Segmentation mask data:
========

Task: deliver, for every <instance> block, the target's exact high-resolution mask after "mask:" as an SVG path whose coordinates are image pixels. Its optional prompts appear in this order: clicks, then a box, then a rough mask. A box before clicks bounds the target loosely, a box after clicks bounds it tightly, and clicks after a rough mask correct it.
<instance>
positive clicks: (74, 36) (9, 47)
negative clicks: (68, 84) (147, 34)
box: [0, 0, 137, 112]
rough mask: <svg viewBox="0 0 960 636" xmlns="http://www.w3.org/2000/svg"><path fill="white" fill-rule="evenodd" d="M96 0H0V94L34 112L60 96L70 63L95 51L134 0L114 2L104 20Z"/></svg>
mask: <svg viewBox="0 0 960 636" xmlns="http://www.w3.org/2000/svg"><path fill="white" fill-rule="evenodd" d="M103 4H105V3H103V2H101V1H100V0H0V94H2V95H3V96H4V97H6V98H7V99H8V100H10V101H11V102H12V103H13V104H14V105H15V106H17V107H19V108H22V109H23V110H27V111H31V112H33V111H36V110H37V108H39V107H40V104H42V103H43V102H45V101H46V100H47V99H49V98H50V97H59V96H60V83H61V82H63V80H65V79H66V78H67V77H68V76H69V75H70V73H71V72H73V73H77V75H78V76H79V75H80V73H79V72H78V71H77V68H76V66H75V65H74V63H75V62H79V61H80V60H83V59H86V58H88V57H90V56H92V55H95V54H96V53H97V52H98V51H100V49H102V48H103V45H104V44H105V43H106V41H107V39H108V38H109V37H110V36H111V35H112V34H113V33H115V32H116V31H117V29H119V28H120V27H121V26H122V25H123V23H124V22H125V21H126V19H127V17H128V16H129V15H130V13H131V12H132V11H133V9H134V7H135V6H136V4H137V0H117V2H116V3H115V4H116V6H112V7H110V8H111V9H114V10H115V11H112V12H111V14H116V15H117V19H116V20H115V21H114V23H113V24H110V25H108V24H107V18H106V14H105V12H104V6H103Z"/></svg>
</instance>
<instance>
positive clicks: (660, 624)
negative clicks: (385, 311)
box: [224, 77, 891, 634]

========

Reproduce the entries exactly, each one as given.

Expected answer:
Task: deliver, for every <instance> block, the target's exact high-resolution mask after "mask:" as an SVG path whose coordinates are image pixels. Its optional prompts appear in this order: clicks, then a box, then a rough mask. A box before clicks bounds the target loosely, a box after clicks bounds it tightly, and clicks after a rough mask correct it.
<instance>
positive clicks: (74, 36) (9, 47)
negative clicks: (68, 84) (147, 34)
box: [0, 0, 137, 112]
rough mask: <svg viewBox="0 0 960 636" xmlns="http://www.w3.org/2000/svg"><path fill="white" fill-rule="evenodd" d="M96 0H0V94L34 112L60 96L70 63L95 51L134 0L114 2L104 20Z"/></svg>
mask: <svg viewBox="0 0 960 636" xmlns="http://www.w3.org/2000/svg"><path fill="white" fill-rule="evenodd" d="M103 4H105V3H103V2H101V1H100V0H0V94H2V95H3V96H4V97H6V98H7V99H8V100H10V101H11V102H12V103H13V104H14V105H15V106H17V107H19V108H22V109H23V110H27V111H31V112H33V111H36V110H37V108H39V107H40V104H42V103H43V102H45V101H46V100H47V99H49V98H50V97H59V96H60V83H61V82H63V80H65V79H66V78H67V77H68V76H69V75H70V73H71V72H73V73H77V75H78V76H79V75H80V73H79V72H78V71H77V68H76V66H75V65H74V63H75V62H79V61H80V60H83V59H86V58H88V57H90V56H92V55H95V54H96V53H97V52H98V51H100V49H102V48H103V45H104V44H105V43H106V41H107V39H108V38H109V37H110V36H111V35H112V34H113V33H115V32H116V31H117V29H119V28H120V27H121V26H122V25H123V23H124V22H125V21H126V19H127V17H128V16H129V15H130V13H131V12H132V11H133V9H134V7H135V6H136V4H137V0H117V2H116V3H115V4H116V6H112V7H110V8H111V9H114V10H115V11H112V12H111V14H116V15H117V19H116V20H115V21H114V23H113V24H110V25H108V24H107V18H106V14H105V12H104V6H103Z"/></svg>
</instance>
<instance>
positive clicks: (660, 624)
negative clicks: (385, 311)
box: [224, 77, 891, 634]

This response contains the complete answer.